Page excerpt

What is Stainless Steel?

Stainless steel is normally joined by welding. Welding provides high strength joints with minimum flow restrictions and prevents crevice corrosion, the major concern with screw thread joints. Threaded connectors form tight crevices that often corrode. However, elimination of crevices does not guarantee trouble free operation. Extreme care must be taken during welding, as many installation problems occur because the basic rules of stainless steel welding are violated. These rules include:

• Always use oxide-grinding wheels, not silicon carbide for any dressing of weld surfaces. The carbide may react with the chromium, which decreases the corrosion resistance of the weld metal.
  
  
• Because stainless steel has lower heat conductivity than carbon steel, 30% less heat input generally is required. Also, the welds take longer to cool. Maintain short arc length and use staggered beads for very long welds to reduce heat input.
  
  
• The coefficient of thermal expansion for austenitic stainless steel is higher than for carbon steels and ferritic or martensitic stainless steels. Therefore, keep the base metal restraint to a minimum to prevent distortion of the system.

Detection records:
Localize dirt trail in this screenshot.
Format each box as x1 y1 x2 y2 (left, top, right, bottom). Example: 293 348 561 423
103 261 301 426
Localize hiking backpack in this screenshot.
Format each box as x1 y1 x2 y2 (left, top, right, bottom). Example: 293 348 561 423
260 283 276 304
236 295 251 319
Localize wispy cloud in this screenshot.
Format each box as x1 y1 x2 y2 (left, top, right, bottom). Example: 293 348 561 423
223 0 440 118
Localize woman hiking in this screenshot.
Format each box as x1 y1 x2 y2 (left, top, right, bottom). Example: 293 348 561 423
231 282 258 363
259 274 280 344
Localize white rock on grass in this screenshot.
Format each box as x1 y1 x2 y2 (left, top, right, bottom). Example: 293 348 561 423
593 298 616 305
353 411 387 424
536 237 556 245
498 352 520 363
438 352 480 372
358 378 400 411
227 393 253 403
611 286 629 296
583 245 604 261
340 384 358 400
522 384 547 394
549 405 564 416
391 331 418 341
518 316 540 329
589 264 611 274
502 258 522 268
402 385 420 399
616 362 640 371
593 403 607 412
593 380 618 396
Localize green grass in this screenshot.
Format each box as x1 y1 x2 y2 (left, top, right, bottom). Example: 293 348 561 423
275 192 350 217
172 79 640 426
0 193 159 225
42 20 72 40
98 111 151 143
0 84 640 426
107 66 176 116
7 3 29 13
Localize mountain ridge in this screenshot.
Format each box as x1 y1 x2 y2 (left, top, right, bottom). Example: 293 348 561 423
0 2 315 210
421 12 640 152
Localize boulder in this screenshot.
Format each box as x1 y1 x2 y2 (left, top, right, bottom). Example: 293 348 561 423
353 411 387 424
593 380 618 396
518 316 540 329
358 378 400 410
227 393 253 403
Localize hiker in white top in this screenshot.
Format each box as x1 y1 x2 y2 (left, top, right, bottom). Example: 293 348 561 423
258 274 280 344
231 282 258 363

Work instructions
Pick up the stainless steel welding text where it stops and continue it.

Task output
  
  
• If multiple weld passes are required, maintain the interpass temperatures at less than 200° F (100° C) to prevent cracking and distortion of the system. Avoid crater cracks by controlling the size of the termination weld pool. If crater cracks occur, remove by grinding with an aluminum oxide wheel before proceeding.

WELDING AL-6XN

Use a weld filler alloy on all field welds-for orbital welds use weld rings, for other welds, wire or weld rings may be used. The filler alloy must have higher molybdenum content than the AL6XN to compensate for alloy dilution on cooling. Typically a 9% Molybdenum alloy (Alloy 625) is used. If Alloy 625 is not available Alloy C 276 (15% Mo) may be substituted.

• Use an inert gas for both the weld and shield gas. Either helium or argon may be used, although argon is normally used. It is acceptable to use 3–5% nitrogen additions to both the torch and shielding gas to compensate for the nitrogen lost from the alloy during welding.
  
  
• Make sure the heat tint on the tubing is a light straw yellow at the darkest. A silver weld and heat-affected zone are the best. Any darker weld heat tints must be removed before placing in service. Dark blue heat tints are the most susceptible to corrosion. Remove by grinding followed by acid cleaning/passivation. A poorly cleaned surface may be just as susceptible to attack as the original heat tint.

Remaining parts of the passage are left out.